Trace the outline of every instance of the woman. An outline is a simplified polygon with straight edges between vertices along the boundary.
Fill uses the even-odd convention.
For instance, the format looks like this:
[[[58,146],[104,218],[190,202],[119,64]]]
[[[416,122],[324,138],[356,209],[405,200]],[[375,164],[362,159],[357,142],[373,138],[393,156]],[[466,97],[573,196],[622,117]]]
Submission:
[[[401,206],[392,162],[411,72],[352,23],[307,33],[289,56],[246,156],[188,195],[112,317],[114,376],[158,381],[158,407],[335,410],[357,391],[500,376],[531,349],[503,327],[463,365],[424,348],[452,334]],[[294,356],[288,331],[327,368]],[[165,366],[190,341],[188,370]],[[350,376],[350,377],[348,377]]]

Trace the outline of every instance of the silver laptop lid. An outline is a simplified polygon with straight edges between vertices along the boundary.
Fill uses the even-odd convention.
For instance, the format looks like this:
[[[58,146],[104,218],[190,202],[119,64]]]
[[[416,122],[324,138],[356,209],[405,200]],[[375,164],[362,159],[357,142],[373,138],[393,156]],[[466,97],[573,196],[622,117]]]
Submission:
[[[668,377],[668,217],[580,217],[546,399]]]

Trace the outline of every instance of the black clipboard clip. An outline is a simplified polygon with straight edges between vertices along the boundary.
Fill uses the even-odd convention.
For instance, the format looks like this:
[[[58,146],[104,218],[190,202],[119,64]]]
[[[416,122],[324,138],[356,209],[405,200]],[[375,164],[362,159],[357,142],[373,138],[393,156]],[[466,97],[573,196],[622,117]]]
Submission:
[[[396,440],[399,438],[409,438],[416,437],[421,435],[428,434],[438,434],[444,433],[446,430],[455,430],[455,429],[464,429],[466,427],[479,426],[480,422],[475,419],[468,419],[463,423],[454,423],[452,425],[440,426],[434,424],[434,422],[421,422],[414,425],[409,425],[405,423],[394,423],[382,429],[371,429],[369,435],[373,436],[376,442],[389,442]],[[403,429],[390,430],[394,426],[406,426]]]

+===+

**WORK TO COMPLETE**
Reproduce these lines with "even-odd convention" replaced by "nonzero winding rule" wherever it occurs, leaving everything else unchanged.

**PROBLEM SOLUTION**
Trace the outline of every instance of the woman. An outline is a simplified polygon with straight edges between vertices along the boundary.
Fill uses the nonzero winding rule.
For instance, the format looks like this:
[[[58,146],[104,218],[190,202],[119,64]]]
[[[416,122],[324,138],[356,209],[405,200]],[[375,164],[362,159],[357,142],[373,138],[393,156]],[[466,97],[573,196],[622,117]]]
Submission:
[[[401,206],[392,162],[411,72],[352,23],[307,33],[289,56],[246,156],[188,195],[112,317],[114,376],[158,381],[158,407],[335,410],[357,391],[500,376],[531,349],[503,327],[463,365],[424,348],[452,334]],[[294,356],[288,331],[327,368]],[[165,366],[190,341],[188,370]],[[350,376],[350,377],[348,377]]]

Trace the outline of every instance of the silver laptop lid. An outline is a simplified polygon with straight edges between vertices along the boundary.
Fill uses the nonzero winding rule.
For instance, the format looks like this:
[[[58,146],[104,218],[190,202],[119,64]]]
[[[416,122],[324,138],[356,209],[405,200]],[[375,164],[362,159],[357,142],[373,138],[393,156]],[[466,97],[573,196],[622,117]]]
Submission:
[[[668,377],[668,217],[580,217],[546,399]]]

Trace the outline of every instance of the black clipboard clip. An outline is a simplified polygon with straight edges between vertices along the boundary.
Fill uses the nonzero winding rule.
For instance, the format looks like this:
[[[58,146],[104,218],[190,202],[119,64]]]
[[[416,122],[324,138],[356,209],[405,200]],[[375,164],[362,159],[357,142],[373,138],[393,156]],[[466,97],[573,196],[622,117]]]
Submission:
[[[396,440],[399,438],[409,438],[416,437],[421,435],[428,434],[438,434],[444,433],[446,430],[455,430],[455,429],[464,429],[466,427],[479,426],[480,422],[475,419],[468,419],[463,423],[454,423],[452,425],[440,426],[434,424],[434,422],[421,422],[414,425],[409,425],[405,423],[394,423],[382,429],[371,429],[369,435],[373,436],[376,442],[389,442]],[[403,429],[390,430],[394,426],[406,426]]]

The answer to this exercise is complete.